REQUIRED WORK -> Give the material below as a two-column CSV with the columns input and output. Write one row per entry, with the text under input and its answer under output, each in a single quoted field with line breaks replaced by spaces and the pictures omitted.

--- Start of DATA EXTRACT ---

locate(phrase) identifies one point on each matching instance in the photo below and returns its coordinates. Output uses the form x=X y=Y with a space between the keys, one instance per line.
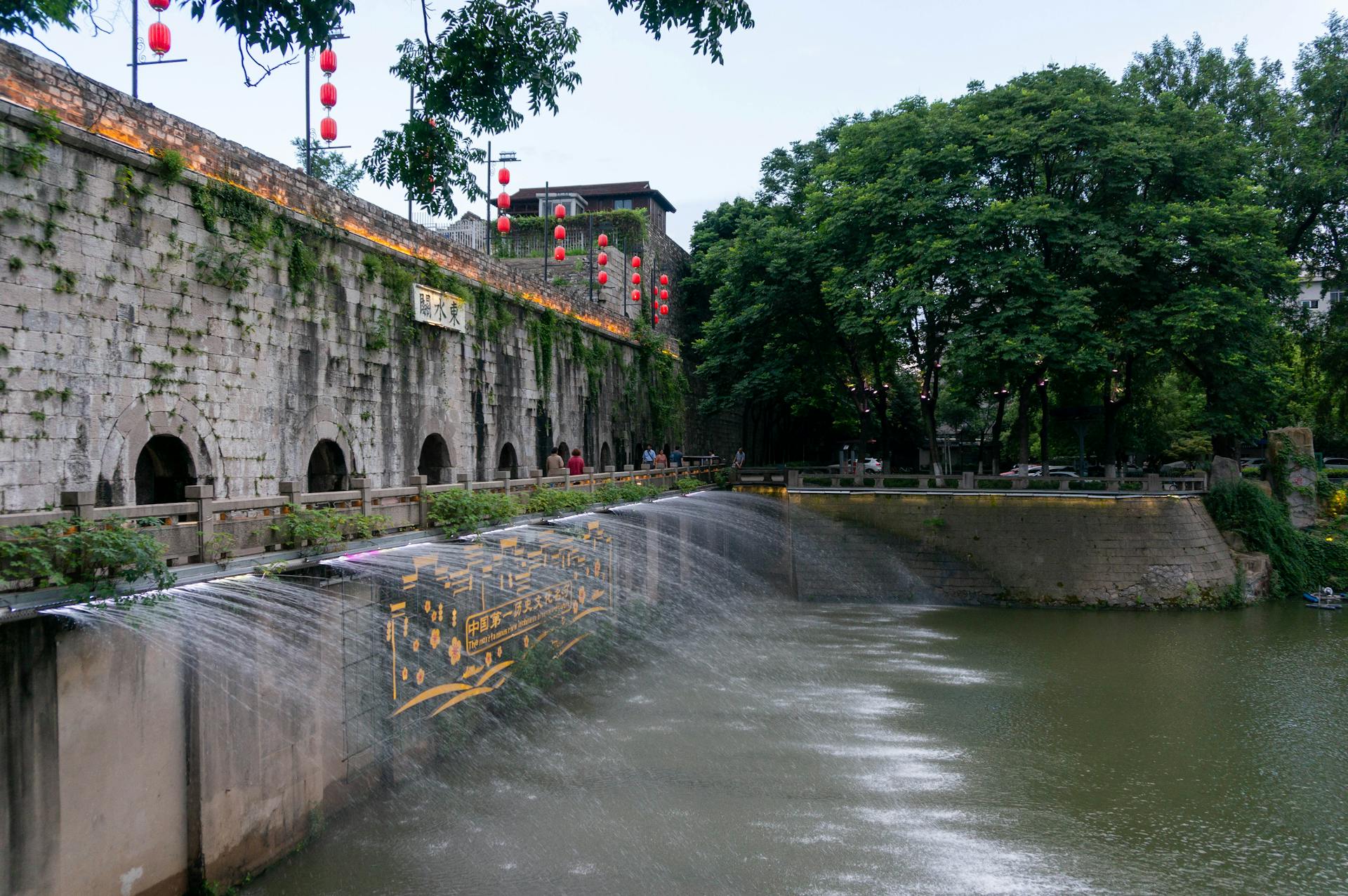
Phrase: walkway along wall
x=246 y=315
x=216 y=733
x=1021 y=548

--- End of DATA EXTRACT ---

THE COMPLETED TASK ->
input,output
"locate(phrase) identifies one point on each matching instance in the photo below and returns its coordinates. Output uses the form x=X y=Y with a space between the keys, one instance per line. Phrase: walkway along wall","x=246 y=315 x=216 y=733 x=1021 y=548"